┏━━
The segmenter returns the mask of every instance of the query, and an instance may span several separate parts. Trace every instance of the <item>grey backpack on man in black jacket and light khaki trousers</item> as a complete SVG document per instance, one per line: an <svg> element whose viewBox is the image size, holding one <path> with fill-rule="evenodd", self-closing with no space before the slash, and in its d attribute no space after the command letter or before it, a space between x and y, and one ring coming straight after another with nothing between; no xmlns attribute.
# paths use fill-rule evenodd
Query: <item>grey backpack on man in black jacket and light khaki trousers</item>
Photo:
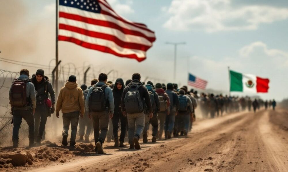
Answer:
<svg viewBox="0 0 288 172"><path fill-rule="evenodd" d="M134 85L133 85L134 86ZM142 84L139 84L136 86L136 88L132 88L132 85L128 85L128 91L125 94L124 103L125 103L125 109L128 114L136 114L143 112L144 105L143 101L141 100L140 93L139 93L139 87L141 87Z"/></svg>

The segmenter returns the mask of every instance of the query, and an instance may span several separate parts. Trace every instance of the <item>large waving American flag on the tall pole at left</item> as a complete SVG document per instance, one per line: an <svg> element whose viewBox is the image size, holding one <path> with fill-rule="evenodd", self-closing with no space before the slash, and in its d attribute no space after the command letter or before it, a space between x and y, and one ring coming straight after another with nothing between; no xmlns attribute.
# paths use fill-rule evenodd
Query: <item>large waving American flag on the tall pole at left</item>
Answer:
<svg viewBox="0 0 288 172"><path fill-rule="evenodd" d="M141 62L156 37L145 24L118 15L106 0L59 0L58 40Z"/></svg>

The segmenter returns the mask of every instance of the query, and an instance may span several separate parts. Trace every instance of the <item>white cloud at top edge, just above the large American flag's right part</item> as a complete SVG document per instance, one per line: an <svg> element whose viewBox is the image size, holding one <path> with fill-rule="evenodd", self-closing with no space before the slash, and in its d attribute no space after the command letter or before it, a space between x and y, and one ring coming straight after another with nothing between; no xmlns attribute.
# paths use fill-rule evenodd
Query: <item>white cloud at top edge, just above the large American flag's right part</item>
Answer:
<svg viewBox="0 0 288 172"><path fill-rule="evenodd" d="M119 0L108 0L108 3L116 11L116 13L120 15L127 15L135 12L131 7L133 4L133 1L131 0L126 0L125 3L120 3Z"/></svg>

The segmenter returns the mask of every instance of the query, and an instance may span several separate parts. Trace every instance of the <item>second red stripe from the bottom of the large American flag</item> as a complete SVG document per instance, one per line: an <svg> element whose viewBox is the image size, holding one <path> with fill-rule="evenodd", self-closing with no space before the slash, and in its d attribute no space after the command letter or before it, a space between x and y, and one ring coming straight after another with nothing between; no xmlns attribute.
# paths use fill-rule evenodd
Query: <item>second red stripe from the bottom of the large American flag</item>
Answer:
<svg viewBox="0 0 288 172"><path fill-rule="evenodd" d="M150 48L150 46L145 46L145 45L131 43L131 42L124 42L113 35L103 34L101 32L93 32L93 31L82 29L82 28L77 28L74 26L59 24L59 30L60 29L76 32L76 33L83 34L86 36L91 36L94 38L110 40L110 41L115 42L115 44L117 44L118 46L122 48L131 48L131 49L142 50L142 51L147 51Z"/></svg>

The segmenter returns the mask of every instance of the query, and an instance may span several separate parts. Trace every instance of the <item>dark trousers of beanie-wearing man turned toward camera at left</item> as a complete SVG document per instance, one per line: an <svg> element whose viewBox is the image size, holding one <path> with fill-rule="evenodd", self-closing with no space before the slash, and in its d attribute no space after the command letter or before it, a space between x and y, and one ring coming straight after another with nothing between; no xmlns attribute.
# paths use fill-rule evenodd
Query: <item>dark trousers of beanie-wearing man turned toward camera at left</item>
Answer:
<svg viewBox="0 0 288 172"><path fill-rule="evenodd" d="M46 104L37 105L35 109L34 119L35 119L35 136L38 141L42 139L43 132L45 130L45 125L48 116L48 107Z"/></svg>

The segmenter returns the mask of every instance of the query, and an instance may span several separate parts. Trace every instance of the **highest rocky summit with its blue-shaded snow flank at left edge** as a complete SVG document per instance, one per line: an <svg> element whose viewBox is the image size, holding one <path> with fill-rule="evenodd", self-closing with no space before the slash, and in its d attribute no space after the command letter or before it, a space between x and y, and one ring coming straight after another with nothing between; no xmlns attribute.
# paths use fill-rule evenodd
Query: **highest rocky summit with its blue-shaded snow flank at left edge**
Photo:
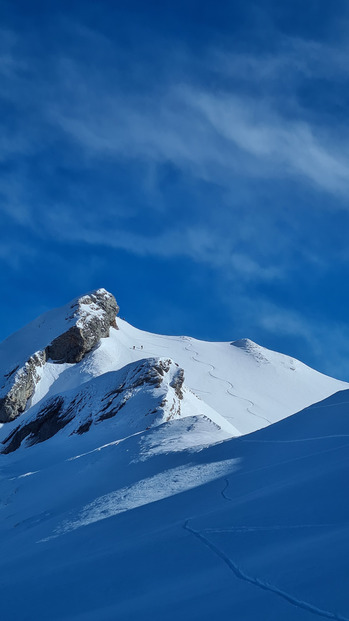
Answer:
<svg viewBox="0 0 349 621"><path fill-rule="evenodd" d="M116 328L114 296L98 289L42 315L0 344L0 422L21 414L48 360L77 363Z"/></svg>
┗━━
--- The task ---
Your answer must be an exact copy of every entry, with the pictures left out.

--- Response ---
The segmenter returns the mask of every instance of the query, and an instance may span several separate parts. Trace every instance of the <item>grey backpack on man in black jacket and light khaki trousers</item> as a complete SVG document per instance, one per line: an <svg> element whose viewBox is the image size, holding one <path> with fill-rule="evenodd", self-closing with no space before the slash, and in its d attribute no space after the command letter or before it, a space between x and y, and one ring coming straight after another with nothing between; no xmlns attribute.
# paths use fill-rule evenodd
Query: <item>grey backpack on man in black jacket and light khaki trousers</item>
Photo:
Answer:
<svg viewBox="0 0 288 172"><path fill-rule="evenodd" d="M134 85L133 85L134 86ZM142 84L139 84L136 86L136 88L132 88L132 85L128 85L128 91L125 94L124 103L125 103L125 109L128 114L136 114L143 112L144 105L143 101L141 100L140 93L139 93L139 87L141 87Z"/></svg>

The segmenter returns the mask of every instance of the query, and an instance may span several separate parts. Trace every instance of the <item>large waving American flag on the tall pole at left</item> as a complete SVG document per instance, one per line: an <svg> element whose viewBox is the image size, holding one <path> with fill-rule="evenodd", self-closing with no space before the slash, and in its d attribute no space after the command letter or before it, a space between x and y, and one ring coming straight after another with nothing between; no xmlns attribute.
# paths use fill-rule evenodd
Query: <item>large waving American flag on the tall pole at left</item>
Answer:
<svg viewBox="0 0 288 172"><path fill-rule="evenodd" d="M141 62L156 37L145 24L118 15L106 0L59 0L58 40Z"/></svg>

The segmenter returns the mask of every instance of the query, and an instance may span several separate parts. Trace every instance of the <item>white cloud at top edge, just above the large American flag's right part</item> as a complete SVG document per instance, one per line: an <svg> element whose viewBox is the image size, holding one <path> with fill-rule="evenodd", self-closing with no space before the slash, and in its d attribute no space after the command letter or before it, a space between x and y, and one ring coming straight after another with nothing between; no xmlns attribute.
# paths use fill-rule evenodd
Query: <item>white cloud at top edge, just above the large American flag's right part</item>
Answer:
<svg viewBox="0 0 288 172"><path fill-rule="evenodd" d="M119 0L108 0L108 3L116 11L116 13L120 15L127 15L135 12L131 7L133 4L133 1L131 0L126 0L125 3L120 3Z"/></svg>

The segmenter returns the mask of every instance of the query, and an instance may span several separate parts. Trace every instance of the <item>second red stripe from the bottom of the large American flag</item> as a complete SVG document per instance, one per line: an <svg> element whose viewBox is the image size, holding one <path> with fill-rule="evenodd", self-closing with no space before the slash, and in its d attribute no space after the command letter or before it, a space between x and y, and one ring coming straight after another with nothing between; no xmlns attribute.
# paths use fill-rule evenodd
Query: <item>second red stripe from the bottom of the large American flag</item>
Answer:
<svg viewBox="0 0 288 172"><path fill-rule="evenodd" d="M150 48L150 46L145 46L145 45L131 43L131 42L124 42L113 35L103 34L101 32L93 32L93 31L82 29L82 28L77 28L74 26L59 24L59 30L60 29L76 32L76 33L83 34L86 36L91 36L94 38L110 40L110 41L115 42L115 44L117 44L118 46L122 48L131 48L131 49L142 50L142 51L147 51Z"/></svg>

The segmenter returns the mask of every instance of the query, and an instance may span several separate parts. Trace every instance of the <item>dark trousers of beanie-wearing man turned toward camera at left</item> as a complete SVG document per instance, one per line: an <svg> element whose viewBox is the image size, holding one <path> with fill-rule="evenodd", self-closing with no space before the slash, and in its d attribute no space after the command letter or before it, a space between x and y, and one ring coming straight after another with nothing between; no xmlns attribute.
# paths use fill-rule evenodd
Query: <item>dark trousers of beanie-wearing man turned toward camera at left</item>
Answer:
<svg viewBox="0 0 288 172"><path fill-rule="evenodd" d="M46 104L37 105L35 109L34 119L35 119L35 136L38 141L42 139L43 132L45 130L45 125L48 116L48 107Z"/></svg>

The segmenter returns the mask of every instance of the query, and an instance may span several separate parts. Trace every instance of the **highest rocky summit with its blue-shaded snow flank at left edge** as a complete SVG document per instance, one per line: an <svg> element whose viewBox is the image size, holding one <path> with fill-rule="evenodd", self-closing with no space before the slash, and in its d attribute no space after the command letter or before it, a space between x and y, and one ring coming straight after another with nothing between; no xmlns attribute.
# paths use fill-rule evenodd
Query: **highest rocky summit with its blue-shaded snow flank at left edge**
Photo:
Answer:
<svg viewBox="0 0 349 621"><path fill-rule="evenodd" d="M116 328L114 296L98 289L42 315L0 344L0 422L21 414L48 360L77 363Z"/></svg>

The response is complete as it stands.